**SELECTED EXCERPT**

+ + +

A decade into his career as a signed rapper and we’ve received a much wider array of music than we had in 2011. To hear a braggadocios song from back then would be intriguing and would fit the energy of what Cole suggests his and the team’s 2019 is going to be like. Maybe if we all come together and think about it at the same time?
‘Shock The World’ (With Kendrick Lamar) (Feat. BJ The Chicago Kid)
When we think of unreleased J. Cole and Kendrick Lamar music, ‘Temptation‘ is the true blue balls anthem. It’s the holy grail of ‘when will we get to hear ___?’ pleas. The full song is of course out in low quality and I can assure you that it gets plays every single day from at least one dreaming fan. But also lurking in the shadows is a song called ‘Shock The World’ which is by J. Cole and Kendrick Lamar, also featuring BJ The Chicago Kid. That’s one heck of a trio.

+ + +

**DATASET EXTRACT**
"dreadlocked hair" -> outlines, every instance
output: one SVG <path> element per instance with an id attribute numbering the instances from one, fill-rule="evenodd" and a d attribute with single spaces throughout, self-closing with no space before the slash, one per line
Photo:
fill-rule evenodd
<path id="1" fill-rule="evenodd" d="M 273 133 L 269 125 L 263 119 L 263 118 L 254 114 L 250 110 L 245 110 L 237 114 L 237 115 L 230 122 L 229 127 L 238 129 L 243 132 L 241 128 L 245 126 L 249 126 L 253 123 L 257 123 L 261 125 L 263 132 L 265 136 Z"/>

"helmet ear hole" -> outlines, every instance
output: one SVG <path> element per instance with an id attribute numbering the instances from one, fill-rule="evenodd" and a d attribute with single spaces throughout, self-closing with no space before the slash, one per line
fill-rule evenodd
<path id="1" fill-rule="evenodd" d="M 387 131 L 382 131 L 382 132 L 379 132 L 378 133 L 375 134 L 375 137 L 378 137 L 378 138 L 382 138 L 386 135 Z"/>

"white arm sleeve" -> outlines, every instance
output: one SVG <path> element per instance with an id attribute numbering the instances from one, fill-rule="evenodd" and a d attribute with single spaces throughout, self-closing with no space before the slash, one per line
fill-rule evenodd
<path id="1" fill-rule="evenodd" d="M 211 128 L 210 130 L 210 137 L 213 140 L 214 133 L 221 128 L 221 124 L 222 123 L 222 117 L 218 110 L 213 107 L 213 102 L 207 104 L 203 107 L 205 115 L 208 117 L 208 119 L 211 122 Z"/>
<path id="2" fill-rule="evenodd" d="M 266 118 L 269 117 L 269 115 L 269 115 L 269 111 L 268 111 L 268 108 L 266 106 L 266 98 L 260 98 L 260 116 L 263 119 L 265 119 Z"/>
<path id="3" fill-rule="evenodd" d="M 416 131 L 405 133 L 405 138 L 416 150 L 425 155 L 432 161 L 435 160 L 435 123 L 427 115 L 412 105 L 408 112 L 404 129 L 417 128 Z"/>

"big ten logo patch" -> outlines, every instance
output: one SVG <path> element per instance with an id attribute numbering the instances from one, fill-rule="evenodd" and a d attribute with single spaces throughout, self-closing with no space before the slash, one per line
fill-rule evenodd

+ + +

**EXERCISE DESCRIPTION**
Write the next part of the article on unreleased J. Cole songs, picking up after its final sentence.

**WRITTEN ANSWER**
Much like ‘Temptation’, you can basically hear the entirety of ‘Shock The World’ on YouTube right now. This song truly embodies the hunger that both MCs exuded from the beginning of the decade. Before Kendrick and BJ’s chorus, Cole raps:
“My money running late though, so boy, I won’t front
When my paper finally make it you should know I’m gon’ stunt so hard”
At the time it was probably closer to home than either would have cared to admit but now, tens of millions of dollars later, it is a testament to how far the pair has come. As their career paths continue, it seems less and less likely by the year that we’ll ever hear a full length project from the duo. If they really wanted to shock the world, what they could do to fulfil the promise of yesteryear is put out the sessions they have over the years raw - unmastered and unmixed - as a celebration if nothing else.
I typed this with my fingers crossed.
‘Thotty’ (With Chance The Rapper)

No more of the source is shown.